_CONSIGNE 1_
Selon l'article sur l'Opel Diplomat, de quelle année date la voiture présentée ?

******

Au volant d’une Opel Diplomat, une limousine allemande à l’âme américaine

Publié le par Benjamin

Au volant d’une Opel Diplomat, une limousine allemande à l’âme américaine

Dans le genre mouton à 5 pattes, cette grosse allemande se pose là. De nos jours, voir une grosse limousine avec un moteur qui ferait des merveilles sous le capot d’une sportive, c’est finalement courant. Dans les années 60 ou 70, c’était plus rare. Audi était alors absent du créneau mais on trouvait alors un autre représentant allemand : Opel. Oui, Opel et gros moteur ça fait bizarre mais c’est bien ce qui caractérise l’Opel Diplomat. On vous emmène la découvrir avec nous et surtout, tailler la route au son d’un V8 (et oui !).

Notre Opel Diplomat du jour

Cette auto de 1977 est une des toutes dernières du genre. Après elle, le blitz redeviendra plus sage avec la Senator avant de carrément abandonner le segment à ses concurrents germaniques. Pourtant la Diplomat c’est tout un pan de l’histoire d’Opel né avec les Kapitän et Admiral, dès avant la guerre et perpétué par une première génération « A » de Kapitän-Admiral-Diplomat en 1964 puis renouvelée avec les « B » en 1969.

C’est à cette génération que notre Opel Diplomat du jour appartient. Vous l’aurez compris, c’est la plus haut de gamme des trois grosses berlines de la marque. Et côté GROSSE berline, il suffit de la regarder pour comprendre. Ses dimensions sont celles d’une limousine avec 4,9m de long. Surtout, ce qui impressionne c’est qu’elle est plutôt basse (1,44m) et très large (1,85m). Un beau bébé d’autant plus voyant avec ce coloris jaune.

Cette version haut de gamme de la bande ne se distingue pas par ses dimensions mais elle était reconnaissable dans la gamme avec une face avant différente des Kapitän et Admiral (d’ailleurs l’histoire de ces trois autos est ici). Les trois voitures reprenaient un style très américain avec des lignes tendues et massives. Mais les deux autres proposaient des feux rectangulaires, dans la droite ligne des autos de la génération précédente.

L’Opel Diplomat affichaient donc une face avant différente avec ces deux phares verticaux, rejetés aux coins des ailes et légèrement inclinés vers l’avant. Sous le gros pare-chocs chromé et barré par du caoutchouc, aux formes torturées pour suivre le dessin de la calandre en pointe et des ailes, on prolonge d’ailleurs les feux avec des projecteurs supplémentaires. On retrouve également une prise d’air et les butoirs, situés sous le pare-chocs et ça c’est original.

Pour en ajouter côté luxe, en plus de la débauche de chrome, les feux supplémentaires ronds sont parfaits tandis que l’Opel Diplomat se pare également d’essuie-phares, l’accessoire ultime des voitures haut de gamme de l’époque.

******

_CONSIGNE 2_
Dans les extraits de données de pointage, reportez sans rien changer tout ce qui va de la ligne contenant « the man's face. » jusqu'à la fin des extraits.

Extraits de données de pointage
******

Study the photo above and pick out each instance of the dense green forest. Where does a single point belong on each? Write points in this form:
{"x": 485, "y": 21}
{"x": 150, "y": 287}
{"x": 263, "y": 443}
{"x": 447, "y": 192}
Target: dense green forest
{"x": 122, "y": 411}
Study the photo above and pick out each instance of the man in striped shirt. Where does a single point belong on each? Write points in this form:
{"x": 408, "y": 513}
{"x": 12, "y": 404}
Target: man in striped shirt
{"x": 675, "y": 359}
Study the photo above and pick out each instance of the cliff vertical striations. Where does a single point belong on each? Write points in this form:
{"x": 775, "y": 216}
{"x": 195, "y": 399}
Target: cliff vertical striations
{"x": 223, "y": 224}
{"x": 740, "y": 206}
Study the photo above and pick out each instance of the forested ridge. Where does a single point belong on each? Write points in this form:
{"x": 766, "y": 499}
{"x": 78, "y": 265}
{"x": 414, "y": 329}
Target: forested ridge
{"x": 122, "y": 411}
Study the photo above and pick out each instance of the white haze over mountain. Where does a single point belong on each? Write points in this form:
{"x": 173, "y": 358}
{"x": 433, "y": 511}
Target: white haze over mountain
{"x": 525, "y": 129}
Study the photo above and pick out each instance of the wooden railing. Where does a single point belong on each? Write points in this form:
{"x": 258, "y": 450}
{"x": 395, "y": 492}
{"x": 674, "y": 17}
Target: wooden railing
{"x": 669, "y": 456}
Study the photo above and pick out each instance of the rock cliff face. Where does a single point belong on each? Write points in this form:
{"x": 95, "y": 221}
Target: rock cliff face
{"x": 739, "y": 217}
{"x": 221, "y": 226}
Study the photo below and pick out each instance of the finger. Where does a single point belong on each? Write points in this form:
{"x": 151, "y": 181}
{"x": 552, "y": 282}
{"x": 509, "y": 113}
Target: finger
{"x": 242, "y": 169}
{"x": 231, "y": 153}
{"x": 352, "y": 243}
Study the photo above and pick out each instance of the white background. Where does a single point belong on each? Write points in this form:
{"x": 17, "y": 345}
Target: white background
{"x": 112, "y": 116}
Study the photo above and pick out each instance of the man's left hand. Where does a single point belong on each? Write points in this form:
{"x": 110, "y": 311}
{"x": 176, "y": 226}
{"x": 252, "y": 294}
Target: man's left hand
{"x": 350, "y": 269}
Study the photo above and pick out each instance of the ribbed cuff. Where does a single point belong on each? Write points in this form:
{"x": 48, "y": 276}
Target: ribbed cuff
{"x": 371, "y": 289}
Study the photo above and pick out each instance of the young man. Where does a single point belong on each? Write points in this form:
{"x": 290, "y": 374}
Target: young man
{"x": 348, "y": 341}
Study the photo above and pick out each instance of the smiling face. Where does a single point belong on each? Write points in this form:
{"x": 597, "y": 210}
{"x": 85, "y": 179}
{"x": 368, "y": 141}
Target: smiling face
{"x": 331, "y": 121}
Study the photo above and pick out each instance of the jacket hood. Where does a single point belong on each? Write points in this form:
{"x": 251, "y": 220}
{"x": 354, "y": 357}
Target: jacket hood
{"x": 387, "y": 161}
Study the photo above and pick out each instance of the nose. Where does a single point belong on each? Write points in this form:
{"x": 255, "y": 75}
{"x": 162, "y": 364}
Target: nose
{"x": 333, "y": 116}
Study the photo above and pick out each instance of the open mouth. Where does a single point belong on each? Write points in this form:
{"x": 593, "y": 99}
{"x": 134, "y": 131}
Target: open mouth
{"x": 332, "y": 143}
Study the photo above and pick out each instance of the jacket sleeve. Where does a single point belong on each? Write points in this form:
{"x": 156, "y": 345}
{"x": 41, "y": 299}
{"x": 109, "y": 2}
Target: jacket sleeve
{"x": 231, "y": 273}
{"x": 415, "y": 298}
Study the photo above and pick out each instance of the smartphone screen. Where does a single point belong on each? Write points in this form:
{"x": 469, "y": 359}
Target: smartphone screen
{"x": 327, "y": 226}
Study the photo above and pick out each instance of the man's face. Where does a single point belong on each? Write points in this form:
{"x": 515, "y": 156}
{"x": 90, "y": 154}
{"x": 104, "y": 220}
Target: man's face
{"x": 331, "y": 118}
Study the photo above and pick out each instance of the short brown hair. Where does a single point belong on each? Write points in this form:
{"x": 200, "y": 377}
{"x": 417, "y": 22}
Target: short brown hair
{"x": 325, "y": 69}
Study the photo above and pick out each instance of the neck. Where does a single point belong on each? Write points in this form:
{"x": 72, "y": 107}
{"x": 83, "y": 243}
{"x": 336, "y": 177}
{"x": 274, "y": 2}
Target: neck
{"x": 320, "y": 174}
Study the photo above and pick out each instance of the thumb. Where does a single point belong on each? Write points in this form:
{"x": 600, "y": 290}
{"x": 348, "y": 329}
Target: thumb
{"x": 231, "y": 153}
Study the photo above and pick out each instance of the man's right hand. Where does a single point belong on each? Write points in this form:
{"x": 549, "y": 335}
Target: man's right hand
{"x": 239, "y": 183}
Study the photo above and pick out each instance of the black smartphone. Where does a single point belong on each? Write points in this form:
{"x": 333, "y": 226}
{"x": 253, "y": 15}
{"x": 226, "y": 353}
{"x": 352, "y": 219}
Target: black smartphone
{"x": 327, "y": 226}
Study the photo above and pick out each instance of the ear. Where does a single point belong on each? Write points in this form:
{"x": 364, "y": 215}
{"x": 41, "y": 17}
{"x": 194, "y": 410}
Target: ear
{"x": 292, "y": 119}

******

_RÉPONSE ATTENDUE 1_
Elle date de 1977.

_RÉPONSE ATTENDUE 2_
Study the photo above and pick out each instance of the man's face. Where does a single point belong on each? Write points in this form:
{"x": 515, "y": 156}
{"x": 90, "y": 154}
{"x": 104, "y": 220}
Target: man's face
{"x": 331, "y": 118}
Study the photo above and pick out each instance of the short brown hair. Where does a single point belong on each? Write points in this form:
{"x": 200, "y": 377}
{"x": 417, "y": 22}
Target: short brown hair
{"x": 325, "y": 69}
Study the photo above and pick out each instance of the neck. Where does a single point belong on each? Write points in this form:
{"x": 72, "y": 107}
{"x": 83, "y": 243}
{"x": 336, "y": 177}
{"x": 274, "y": 2}
Target: neck
{"x": 320, "y": 174}
Study the photo above and pick out each instance of the thumb. Where does a single point belong on each? Write points in this form:
{"x": 600, "y": 290}
{"x": 348, "y": 329}
Target: thumb
{"x": 231, "y": 153}
Study the photo above and pick out each instance of the man's right hand. Where does a single point belong on each? Write points in this form:
{"x": 549, "y": 335}
Target: man's right hand
{"x": 239, "y": 183}
Study the photo above and pick out each instance of the black smartphone. Where does a single point belong on each? Write points in this form:
{"x": 333, "y": 226}
{"x": 253, "y": 15}
{"x": 226, "y": 353}
{"x": 352, "y": 219}
Target: black smartphone
{"x": 327, "y": 226}
Study the photo above and pick out each instance of the ear. Where does a single point belong on each? Write points in this form:
{"x": 364, "y": 215}
{"x": 41, "y": 17}
{"x": 194, "y": 410}
Target: ear
{"x": 292, "y": 119}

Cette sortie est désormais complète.